## SOURCE DOCUMENT
Thursday, 24 September 2009

A little thought

A person who never made a mistake, never tried anything new.

Einstein

Wednesday, 23 September 2009

My rambles are in shambles!

I wrote this a while ago:

I feel that there is a misconception by many people that I have a picture perfect idea of what I want and what my plans are. I don’t have a perfect idea. In fact, I only have the smallest tickle of a concept that float about in my mind. To be honest, I’m scared. Of a lot of silly things I suppose. But I’m scared nonetheless. And, since I’m not scared of a lot of other things, I’m going to use the ‘scareds’ that I’m entitled to on this. I’ve never really known what I wanted to do and I still don’t. I don’t really want to do medicine. I don’t want to do teaching. I don’t want to go to university. But then, I don’t want anything to be any other way either. I’m tired of trying to never make mistakes and of people believing that I do my assignments weeks in advance. I do a lot of things ‘just in case’. So, I see trying to finish things on time and do well in studies as another ‘just in case’. The main thing that got me through high school was thinking ‘if I do well now then I can get a good job and move out’. During school, I hated being at home. I would stay back longer at school, go to libraries, go to friend’s houses. When I was at home I’d go to bed before everyone else got home so I wouldn’t see them and then get up early while the house was still quietly mine. I was being silly of course. I should have tried harder right? To talk to others, sort out problems. I did try. Don’t think that I didn’t. But at the time, it was easiest to not feel caught up. I’m not particularly clever really or athletic or artistic. I really don’t think I am.

I wrote this today:

Despite much denial, I realise now I do not trust many of the people that I suppose I should and least of all myself. I don't believe anything I think. I don't believe my own opinion, what I hear, feel or think that I understand. I hope my tone isn't one of spite or anger because I really don't mean it that way. I'm sad, and scared and confused. I feel terribly alone. I want to believe in someone whole heartedly. I want to believe that everything they say is true. I've never felt more frightened in my life. I'm too scared to hold on to any thoughts. I was scared to even form an opinion in this blog, to express my 'perspective'.

## EXERCISE REQUIREMENTS
Can you extract, word for word, the part of the blog posts from "Thursday, 24 September" to "are in shambles!"?

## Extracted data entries

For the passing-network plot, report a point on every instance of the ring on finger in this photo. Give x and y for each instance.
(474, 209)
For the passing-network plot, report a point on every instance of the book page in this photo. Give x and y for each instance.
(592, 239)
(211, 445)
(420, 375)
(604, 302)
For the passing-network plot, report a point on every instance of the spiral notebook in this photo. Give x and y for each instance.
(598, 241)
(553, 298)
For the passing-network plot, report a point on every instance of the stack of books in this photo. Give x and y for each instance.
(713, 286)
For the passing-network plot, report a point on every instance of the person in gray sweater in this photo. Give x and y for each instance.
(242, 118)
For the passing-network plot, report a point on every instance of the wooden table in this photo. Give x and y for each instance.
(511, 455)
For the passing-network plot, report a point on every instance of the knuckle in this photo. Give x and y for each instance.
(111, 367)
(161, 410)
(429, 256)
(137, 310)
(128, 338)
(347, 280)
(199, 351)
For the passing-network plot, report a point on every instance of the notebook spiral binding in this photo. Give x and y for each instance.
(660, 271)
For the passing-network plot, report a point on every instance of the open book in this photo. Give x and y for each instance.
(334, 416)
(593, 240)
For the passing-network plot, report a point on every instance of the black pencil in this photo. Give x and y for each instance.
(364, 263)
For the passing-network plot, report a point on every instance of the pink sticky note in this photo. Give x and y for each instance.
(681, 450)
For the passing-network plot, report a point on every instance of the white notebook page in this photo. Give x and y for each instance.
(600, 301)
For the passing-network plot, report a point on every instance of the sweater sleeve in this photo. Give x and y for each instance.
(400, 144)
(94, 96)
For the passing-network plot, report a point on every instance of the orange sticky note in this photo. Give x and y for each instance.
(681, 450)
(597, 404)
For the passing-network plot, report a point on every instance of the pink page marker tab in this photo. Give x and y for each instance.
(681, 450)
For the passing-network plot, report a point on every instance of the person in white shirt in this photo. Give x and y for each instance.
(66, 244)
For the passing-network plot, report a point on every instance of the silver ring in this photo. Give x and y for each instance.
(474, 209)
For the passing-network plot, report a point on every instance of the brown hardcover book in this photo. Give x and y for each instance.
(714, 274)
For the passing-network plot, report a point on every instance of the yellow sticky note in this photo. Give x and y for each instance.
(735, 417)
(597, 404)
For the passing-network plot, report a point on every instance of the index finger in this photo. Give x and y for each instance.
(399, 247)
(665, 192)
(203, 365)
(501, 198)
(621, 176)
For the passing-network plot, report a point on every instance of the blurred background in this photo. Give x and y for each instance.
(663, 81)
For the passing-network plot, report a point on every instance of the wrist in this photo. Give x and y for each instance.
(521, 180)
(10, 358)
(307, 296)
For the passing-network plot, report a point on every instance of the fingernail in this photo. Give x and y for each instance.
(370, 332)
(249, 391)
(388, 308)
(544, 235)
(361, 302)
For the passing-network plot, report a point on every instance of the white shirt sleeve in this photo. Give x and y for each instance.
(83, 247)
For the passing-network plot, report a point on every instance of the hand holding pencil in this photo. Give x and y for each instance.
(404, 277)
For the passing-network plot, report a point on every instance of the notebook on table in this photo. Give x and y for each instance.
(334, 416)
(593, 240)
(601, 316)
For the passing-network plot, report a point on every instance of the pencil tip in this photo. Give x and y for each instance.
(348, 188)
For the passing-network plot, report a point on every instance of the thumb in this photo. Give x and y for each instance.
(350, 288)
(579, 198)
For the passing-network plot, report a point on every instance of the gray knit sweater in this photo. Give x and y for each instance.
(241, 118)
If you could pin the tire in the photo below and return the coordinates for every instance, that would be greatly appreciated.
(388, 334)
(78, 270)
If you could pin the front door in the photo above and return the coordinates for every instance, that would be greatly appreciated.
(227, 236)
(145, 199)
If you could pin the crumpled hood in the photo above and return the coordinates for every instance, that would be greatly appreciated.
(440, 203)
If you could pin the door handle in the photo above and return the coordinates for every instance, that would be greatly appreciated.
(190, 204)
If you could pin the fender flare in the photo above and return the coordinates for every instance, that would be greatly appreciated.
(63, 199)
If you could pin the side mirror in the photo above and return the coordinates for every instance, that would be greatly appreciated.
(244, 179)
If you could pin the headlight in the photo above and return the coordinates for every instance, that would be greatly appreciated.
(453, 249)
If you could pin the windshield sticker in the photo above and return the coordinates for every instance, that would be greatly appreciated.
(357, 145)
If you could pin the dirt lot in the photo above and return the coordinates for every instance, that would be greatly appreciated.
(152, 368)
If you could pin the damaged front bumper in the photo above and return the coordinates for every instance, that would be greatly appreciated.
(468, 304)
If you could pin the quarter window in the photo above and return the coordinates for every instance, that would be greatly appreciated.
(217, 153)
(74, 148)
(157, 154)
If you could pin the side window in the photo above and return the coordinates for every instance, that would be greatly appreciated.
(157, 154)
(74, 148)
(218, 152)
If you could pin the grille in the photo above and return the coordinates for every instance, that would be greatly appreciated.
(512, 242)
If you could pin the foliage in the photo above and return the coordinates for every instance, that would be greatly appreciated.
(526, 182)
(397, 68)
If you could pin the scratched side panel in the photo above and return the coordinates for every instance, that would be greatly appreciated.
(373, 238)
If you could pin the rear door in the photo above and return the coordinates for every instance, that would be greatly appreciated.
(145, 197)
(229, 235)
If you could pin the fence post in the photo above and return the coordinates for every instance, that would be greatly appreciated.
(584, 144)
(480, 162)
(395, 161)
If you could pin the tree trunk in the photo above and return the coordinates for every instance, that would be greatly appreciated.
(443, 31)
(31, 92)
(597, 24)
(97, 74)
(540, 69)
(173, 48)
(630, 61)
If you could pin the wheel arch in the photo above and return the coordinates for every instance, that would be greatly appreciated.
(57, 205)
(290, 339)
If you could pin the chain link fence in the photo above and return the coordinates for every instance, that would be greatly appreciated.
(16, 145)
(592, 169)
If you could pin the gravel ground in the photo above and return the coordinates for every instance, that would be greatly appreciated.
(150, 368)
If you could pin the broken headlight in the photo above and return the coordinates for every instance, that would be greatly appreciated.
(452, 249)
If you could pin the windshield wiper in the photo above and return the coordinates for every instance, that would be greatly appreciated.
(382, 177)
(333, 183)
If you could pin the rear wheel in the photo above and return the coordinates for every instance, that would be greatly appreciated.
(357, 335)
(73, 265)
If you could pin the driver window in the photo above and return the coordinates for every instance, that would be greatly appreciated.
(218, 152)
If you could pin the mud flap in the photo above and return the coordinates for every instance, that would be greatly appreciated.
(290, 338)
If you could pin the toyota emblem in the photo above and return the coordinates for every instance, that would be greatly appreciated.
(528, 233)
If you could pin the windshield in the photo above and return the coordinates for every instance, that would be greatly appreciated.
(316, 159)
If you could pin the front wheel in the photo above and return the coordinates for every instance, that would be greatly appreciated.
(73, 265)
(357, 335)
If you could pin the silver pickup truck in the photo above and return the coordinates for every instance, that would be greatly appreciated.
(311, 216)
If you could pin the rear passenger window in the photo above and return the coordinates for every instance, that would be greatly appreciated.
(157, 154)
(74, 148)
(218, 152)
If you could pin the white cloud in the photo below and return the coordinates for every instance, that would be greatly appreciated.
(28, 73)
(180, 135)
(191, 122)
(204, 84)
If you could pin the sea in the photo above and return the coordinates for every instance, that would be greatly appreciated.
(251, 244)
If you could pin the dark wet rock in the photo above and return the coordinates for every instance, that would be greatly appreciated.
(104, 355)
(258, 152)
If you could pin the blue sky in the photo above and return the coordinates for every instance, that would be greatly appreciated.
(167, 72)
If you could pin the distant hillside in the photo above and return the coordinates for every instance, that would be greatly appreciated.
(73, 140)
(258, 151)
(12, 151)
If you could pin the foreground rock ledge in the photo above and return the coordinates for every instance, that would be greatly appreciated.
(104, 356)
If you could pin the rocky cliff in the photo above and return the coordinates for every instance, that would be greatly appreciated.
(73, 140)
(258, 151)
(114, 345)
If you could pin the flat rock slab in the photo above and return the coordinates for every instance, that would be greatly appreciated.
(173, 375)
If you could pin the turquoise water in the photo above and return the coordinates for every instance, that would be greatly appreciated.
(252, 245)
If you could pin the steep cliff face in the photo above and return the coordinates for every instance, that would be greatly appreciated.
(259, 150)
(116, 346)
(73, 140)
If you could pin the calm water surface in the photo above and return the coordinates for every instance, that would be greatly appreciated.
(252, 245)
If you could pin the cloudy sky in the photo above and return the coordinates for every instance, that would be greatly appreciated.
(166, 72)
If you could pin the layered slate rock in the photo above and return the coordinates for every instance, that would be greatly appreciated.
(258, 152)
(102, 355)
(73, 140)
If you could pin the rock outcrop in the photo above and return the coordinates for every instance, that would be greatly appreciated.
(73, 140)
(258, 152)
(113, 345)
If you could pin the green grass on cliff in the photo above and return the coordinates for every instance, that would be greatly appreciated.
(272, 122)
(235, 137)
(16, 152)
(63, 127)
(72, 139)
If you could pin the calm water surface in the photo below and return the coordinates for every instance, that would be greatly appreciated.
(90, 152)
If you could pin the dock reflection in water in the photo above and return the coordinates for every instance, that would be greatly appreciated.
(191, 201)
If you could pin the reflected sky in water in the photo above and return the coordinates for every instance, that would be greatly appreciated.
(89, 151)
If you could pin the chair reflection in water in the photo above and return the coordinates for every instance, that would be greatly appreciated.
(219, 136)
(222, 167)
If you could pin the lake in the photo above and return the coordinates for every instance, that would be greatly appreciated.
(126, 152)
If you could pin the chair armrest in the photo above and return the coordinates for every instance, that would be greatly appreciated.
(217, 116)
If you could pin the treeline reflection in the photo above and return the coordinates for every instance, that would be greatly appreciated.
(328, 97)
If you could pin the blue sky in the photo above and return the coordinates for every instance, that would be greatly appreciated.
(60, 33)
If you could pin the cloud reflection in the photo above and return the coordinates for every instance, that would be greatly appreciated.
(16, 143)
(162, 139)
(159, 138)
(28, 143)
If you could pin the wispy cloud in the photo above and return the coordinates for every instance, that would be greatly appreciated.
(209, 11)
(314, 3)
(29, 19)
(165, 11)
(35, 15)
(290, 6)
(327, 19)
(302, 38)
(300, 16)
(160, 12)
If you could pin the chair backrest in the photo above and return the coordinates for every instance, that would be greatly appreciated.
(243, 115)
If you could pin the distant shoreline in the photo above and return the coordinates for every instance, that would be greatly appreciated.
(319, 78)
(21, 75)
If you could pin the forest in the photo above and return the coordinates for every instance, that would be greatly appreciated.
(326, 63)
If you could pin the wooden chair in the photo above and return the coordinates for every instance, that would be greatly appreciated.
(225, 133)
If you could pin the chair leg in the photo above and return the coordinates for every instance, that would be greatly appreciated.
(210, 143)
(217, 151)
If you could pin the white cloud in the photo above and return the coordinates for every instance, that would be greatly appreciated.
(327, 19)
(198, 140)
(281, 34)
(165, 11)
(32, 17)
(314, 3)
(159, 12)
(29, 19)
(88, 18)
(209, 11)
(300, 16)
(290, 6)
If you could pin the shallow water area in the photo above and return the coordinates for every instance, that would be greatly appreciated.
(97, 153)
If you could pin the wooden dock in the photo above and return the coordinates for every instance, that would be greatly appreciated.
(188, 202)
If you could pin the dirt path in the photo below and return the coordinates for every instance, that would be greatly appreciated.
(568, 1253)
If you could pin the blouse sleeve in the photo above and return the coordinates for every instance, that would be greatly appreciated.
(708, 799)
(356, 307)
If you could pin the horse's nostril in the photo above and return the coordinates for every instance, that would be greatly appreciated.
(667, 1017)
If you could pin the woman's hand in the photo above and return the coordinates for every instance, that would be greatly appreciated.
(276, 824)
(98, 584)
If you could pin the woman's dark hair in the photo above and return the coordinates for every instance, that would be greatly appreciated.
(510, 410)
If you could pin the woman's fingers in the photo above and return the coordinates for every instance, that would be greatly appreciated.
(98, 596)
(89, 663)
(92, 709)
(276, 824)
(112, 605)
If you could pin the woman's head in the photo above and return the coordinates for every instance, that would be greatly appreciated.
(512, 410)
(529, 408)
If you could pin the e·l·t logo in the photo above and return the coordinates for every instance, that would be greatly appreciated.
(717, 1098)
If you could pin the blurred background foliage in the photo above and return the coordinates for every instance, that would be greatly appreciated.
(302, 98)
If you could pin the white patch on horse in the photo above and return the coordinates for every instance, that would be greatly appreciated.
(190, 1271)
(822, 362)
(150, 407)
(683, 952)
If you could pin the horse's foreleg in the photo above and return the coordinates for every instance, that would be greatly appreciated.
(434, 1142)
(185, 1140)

## YOUR SOLUTION
Thursday, 24 September 2009

A little thought

A person who never made a mistake, never tried anything new.

Einstein

Wednesday, 23 September 2009

My rambles are in shambles!